● **Entries provided**
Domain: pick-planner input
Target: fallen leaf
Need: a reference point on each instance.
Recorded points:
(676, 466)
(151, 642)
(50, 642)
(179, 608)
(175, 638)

● **Description of the task**
Rewrite all of the data above, changing "fallen leaf" to "dry leaf" and leaving every other part as it is.

● **Response to the exercise**
Domain: pick-planner input
Target: dry leaf
Need: a reference point on each instance.
Recorded points:
(676, 466)
(151, 642)
(50, 642)
(179, 608)
(175, 638)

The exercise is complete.